** start of Given entries **

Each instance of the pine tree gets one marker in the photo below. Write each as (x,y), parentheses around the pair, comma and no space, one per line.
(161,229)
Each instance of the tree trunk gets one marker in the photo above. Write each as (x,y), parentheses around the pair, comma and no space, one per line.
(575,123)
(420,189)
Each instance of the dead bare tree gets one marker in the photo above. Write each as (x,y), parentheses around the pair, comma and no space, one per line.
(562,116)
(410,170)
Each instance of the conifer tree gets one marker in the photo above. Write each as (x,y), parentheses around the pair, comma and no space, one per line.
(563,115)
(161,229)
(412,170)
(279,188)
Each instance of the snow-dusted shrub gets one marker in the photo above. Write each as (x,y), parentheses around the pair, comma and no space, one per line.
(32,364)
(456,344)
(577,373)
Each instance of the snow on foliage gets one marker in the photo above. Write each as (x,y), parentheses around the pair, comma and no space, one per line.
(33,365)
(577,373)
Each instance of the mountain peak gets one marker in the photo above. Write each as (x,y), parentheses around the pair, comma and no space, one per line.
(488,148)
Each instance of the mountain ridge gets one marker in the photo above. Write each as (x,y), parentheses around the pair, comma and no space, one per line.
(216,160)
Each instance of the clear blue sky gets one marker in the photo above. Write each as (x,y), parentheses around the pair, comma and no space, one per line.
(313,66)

** end of Given entries **
** start of Given entries **

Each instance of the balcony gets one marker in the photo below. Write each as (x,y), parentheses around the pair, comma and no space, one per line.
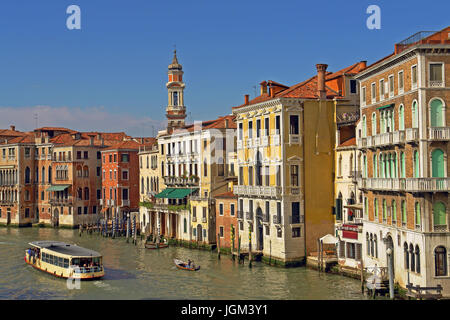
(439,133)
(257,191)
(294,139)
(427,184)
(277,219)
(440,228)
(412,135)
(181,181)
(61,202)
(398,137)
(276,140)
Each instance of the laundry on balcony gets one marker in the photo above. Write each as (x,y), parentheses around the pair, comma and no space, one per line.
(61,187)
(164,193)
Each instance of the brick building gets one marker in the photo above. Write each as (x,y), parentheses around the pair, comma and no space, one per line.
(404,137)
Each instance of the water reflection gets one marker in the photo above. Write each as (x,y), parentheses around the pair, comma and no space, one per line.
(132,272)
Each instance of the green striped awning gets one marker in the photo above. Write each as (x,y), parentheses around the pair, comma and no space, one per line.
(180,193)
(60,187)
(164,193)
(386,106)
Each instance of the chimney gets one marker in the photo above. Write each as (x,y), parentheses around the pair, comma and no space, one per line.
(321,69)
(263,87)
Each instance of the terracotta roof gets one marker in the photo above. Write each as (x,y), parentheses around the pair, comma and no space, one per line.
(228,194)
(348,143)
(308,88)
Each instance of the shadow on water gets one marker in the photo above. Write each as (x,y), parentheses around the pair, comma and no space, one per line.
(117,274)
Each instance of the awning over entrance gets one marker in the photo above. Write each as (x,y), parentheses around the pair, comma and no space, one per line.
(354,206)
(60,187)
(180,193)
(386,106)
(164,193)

** end of Given entries **
** start of Given entries **

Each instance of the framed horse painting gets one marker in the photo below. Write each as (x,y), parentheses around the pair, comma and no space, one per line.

** end of Given entries **

**Problem**
Pull out each line of the material above that contains the string "mountain". Matches must have the same uppercase and lowercase letters.

**Answer below**
Each instance of the mountain peak gets one marker in the photo above. Write each as (x,y), parentheses around the pair, comma and no space, one per line.
Each instance of the mountain ridge gets one marker in the photo above. Write each as (x,y), parentheses around the pair, comma and no space, one per line.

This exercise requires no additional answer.